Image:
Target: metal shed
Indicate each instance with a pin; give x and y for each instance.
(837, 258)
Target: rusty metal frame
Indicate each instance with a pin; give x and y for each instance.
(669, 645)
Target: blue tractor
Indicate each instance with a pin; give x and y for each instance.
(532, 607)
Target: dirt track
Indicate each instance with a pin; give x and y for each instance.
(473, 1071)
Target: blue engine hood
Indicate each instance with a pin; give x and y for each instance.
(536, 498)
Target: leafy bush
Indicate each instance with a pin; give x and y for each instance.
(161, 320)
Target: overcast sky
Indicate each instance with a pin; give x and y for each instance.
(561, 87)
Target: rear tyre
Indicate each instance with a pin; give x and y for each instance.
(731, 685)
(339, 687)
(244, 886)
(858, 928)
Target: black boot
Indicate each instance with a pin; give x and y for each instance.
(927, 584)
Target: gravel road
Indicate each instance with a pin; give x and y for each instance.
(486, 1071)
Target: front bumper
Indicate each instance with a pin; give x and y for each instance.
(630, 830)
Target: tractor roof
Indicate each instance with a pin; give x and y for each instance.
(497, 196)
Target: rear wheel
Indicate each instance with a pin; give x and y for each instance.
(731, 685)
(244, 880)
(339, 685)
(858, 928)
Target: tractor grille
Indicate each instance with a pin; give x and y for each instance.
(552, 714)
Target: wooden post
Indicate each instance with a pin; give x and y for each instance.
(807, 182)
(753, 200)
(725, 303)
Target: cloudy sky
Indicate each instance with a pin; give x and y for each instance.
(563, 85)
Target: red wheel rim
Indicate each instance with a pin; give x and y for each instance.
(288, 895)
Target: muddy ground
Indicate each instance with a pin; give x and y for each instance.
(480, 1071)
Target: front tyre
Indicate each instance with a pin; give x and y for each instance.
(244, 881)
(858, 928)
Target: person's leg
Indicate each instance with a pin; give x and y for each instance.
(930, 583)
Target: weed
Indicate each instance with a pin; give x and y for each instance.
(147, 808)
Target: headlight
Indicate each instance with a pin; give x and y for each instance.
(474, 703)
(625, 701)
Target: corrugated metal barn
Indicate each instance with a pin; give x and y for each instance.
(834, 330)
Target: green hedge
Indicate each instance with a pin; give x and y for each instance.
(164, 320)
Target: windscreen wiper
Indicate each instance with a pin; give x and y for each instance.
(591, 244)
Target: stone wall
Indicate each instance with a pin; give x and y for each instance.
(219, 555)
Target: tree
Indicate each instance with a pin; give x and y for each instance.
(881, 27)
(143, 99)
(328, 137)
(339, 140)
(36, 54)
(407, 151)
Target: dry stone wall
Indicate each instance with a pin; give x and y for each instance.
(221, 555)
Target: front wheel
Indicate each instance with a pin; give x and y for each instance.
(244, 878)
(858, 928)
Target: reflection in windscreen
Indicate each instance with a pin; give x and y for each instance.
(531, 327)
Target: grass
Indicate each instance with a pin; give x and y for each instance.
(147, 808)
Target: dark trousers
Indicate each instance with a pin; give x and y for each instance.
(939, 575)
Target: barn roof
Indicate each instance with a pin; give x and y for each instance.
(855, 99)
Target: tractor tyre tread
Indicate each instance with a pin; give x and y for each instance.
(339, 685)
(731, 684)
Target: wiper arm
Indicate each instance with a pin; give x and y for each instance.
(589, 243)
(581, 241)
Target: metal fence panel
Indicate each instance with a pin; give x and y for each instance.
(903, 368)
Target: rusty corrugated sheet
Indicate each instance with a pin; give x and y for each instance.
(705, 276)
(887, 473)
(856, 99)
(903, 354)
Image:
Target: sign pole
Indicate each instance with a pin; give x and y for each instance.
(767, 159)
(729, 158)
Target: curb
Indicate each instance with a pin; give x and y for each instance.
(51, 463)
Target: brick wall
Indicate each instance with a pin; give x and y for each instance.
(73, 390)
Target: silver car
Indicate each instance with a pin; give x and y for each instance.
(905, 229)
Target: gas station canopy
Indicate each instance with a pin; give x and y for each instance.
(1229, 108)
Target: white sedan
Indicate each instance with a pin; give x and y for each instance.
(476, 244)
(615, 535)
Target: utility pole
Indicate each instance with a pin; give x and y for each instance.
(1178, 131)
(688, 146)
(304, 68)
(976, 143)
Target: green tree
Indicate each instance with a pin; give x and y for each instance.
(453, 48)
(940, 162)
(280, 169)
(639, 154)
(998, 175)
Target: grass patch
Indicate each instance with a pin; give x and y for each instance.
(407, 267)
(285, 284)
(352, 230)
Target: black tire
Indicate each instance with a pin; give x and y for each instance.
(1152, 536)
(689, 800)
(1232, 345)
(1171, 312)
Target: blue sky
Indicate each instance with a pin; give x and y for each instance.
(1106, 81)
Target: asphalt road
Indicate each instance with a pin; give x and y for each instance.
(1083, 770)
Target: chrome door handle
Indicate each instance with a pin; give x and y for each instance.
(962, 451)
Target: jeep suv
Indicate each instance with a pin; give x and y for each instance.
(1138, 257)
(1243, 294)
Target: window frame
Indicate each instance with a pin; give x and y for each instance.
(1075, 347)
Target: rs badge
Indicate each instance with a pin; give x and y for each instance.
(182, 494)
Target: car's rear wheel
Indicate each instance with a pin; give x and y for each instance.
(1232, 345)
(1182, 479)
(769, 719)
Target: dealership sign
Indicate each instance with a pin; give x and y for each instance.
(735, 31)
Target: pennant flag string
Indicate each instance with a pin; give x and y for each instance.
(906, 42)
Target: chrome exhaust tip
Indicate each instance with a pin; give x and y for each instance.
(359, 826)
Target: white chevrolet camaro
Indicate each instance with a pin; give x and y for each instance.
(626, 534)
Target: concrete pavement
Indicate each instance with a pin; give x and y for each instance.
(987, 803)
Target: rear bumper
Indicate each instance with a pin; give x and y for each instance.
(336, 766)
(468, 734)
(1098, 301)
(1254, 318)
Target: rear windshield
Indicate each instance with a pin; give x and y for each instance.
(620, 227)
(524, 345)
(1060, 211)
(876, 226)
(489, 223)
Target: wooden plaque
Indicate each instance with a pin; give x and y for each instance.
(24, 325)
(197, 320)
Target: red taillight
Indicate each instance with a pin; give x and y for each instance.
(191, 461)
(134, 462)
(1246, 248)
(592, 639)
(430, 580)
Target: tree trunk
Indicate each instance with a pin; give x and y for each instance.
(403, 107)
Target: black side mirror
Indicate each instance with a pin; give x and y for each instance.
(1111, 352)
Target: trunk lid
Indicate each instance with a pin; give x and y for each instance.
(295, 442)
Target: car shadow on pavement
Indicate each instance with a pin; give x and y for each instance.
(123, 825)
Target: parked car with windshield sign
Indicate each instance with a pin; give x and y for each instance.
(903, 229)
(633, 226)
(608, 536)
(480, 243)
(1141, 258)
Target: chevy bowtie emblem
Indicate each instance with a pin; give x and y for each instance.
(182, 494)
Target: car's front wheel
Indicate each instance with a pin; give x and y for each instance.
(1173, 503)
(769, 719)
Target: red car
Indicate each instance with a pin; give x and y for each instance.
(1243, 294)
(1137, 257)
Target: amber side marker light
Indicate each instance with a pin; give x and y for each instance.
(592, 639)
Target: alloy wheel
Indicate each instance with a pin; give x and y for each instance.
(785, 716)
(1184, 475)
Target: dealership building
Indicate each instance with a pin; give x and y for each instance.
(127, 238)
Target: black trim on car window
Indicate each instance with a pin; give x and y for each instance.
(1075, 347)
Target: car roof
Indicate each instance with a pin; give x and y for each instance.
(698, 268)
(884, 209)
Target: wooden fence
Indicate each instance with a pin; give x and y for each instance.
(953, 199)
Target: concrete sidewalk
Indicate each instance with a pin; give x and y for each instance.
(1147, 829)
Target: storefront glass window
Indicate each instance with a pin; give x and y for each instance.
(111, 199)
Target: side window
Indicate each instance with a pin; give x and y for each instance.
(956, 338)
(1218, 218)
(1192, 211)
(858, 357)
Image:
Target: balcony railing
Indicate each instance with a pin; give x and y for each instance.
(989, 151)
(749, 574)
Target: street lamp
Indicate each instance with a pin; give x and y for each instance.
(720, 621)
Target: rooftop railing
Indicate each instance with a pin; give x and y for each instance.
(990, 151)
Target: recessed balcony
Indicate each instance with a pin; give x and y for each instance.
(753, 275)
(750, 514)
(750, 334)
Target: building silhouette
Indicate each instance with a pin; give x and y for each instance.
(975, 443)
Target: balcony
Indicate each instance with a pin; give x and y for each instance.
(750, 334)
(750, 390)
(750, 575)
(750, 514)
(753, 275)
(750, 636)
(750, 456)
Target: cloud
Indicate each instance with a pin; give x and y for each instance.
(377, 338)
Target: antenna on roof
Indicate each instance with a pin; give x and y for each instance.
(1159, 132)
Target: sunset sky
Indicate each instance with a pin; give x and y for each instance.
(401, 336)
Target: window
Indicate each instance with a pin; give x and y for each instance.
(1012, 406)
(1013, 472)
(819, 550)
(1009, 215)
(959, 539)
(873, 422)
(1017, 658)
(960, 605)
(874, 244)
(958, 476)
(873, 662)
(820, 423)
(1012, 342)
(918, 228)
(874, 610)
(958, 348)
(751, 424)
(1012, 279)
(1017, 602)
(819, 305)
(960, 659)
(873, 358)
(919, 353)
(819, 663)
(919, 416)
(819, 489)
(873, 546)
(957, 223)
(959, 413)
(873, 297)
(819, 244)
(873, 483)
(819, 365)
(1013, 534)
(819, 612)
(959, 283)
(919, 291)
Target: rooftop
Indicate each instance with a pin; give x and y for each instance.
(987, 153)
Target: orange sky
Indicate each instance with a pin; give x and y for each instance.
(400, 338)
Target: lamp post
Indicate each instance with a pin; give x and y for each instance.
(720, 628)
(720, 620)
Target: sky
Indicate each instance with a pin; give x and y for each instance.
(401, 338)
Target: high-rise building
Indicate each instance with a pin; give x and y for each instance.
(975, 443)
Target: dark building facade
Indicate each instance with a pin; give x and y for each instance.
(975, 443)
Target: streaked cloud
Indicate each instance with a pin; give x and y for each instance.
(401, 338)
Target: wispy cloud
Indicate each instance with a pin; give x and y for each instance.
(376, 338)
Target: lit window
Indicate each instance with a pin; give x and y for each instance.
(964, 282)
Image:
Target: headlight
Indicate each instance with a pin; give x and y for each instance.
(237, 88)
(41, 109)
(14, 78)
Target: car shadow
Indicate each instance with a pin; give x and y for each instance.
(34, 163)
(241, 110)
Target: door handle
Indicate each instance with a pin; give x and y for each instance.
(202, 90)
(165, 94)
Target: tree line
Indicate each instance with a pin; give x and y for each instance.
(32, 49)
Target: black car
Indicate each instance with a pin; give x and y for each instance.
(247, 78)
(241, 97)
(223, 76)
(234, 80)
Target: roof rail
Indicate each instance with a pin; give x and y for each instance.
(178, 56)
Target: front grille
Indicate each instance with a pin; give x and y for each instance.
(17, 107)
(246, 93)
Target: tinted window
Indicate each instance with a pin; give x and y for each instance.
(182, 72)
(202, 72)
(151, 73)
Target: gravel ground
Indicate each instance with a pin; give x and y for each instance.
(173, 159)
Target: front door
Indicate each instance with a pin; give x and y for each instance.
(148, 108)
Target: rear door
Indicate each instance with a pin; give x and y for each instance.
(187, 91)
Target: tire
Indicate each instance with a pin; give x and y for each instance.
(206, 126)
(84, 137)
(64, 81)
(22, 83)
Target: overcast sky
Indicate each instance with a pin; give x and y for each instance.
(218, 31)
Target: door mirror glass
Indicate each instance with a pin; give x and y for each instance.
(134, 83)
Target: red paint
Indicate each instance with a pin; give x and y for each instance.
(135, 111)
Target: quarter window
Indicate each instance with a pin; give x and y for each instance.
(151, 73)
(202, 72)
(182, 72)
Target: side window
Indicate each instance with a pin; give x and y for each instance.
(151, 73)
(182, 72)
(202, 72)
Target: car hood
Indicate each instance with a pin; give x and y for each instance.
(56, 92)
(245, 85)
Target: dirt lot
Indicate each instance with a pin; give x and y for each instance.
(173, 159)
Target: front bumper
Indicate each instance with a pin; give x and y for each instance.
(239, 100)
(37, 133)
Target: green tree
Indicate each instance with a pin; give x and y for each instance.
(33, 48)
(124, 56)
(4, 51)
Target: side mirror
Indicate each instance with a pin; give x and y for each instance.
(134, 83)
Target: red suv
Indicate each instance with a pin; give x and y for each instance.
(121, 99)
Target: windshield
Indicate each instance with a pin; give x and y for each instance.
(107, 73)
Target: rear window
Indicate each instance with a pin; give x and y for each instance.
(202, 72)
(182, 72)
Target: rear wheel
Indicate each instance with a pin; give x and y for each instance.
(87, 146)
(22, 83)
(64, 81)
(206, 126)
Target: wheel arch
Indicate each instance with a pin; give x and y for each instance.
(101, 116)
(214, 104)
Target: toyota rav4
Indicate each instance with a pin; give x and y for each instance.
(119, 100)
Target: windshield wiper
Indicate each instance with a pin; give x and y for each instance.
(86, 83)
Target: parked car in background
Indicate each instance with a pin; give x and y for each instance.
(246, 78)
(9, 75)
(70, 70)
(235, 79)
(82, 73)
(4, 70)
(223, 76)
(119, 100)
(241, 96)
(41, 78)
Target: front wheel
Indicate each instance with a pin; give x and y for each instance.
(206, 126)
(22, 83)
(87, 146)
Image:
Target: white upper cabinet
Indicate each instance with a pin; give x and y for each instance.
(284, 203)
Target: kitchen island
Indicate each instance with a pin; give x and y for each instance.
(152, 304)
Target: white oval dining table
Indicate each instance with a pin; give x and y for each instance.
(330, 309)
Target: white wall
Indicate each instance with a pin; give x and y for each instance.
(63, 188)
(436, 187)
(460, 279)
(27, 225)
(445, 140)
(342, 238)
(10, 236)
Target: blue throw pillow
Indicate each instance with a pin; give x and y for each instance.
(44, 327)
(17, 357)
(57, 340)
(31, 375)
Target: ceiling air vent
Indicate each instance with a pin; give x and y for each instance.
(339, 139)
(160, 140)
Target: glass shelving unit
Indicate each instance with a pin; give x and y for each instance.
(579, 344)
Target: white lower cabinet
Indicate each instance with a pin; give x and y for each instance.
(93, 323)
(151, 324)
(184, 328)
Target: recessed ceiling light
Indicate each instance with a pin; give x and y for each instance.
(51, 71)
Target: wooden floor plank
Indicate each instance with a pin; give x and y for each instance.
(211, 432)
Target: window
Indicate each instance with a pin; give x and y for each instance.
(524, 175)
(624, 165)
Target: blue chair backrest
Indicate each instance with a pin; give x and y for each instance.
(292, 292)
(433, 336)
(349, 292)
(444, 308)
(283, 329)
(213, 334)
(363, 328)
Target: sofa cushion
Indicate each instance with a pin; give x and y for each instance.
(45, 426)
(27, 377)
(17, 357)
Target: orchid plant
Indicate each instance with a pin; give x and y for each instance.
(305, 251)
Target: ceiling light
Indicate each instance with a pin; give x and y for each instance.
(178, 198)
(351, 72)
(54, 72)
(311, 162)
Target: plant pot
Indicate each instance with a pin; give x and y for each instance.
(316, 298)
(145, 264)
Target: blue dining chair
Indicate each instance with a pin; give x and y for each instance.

Your task - In the entries above, find each line with the word "post" and show it.

Answer for the task -
Target: wooden post
Target: lamp post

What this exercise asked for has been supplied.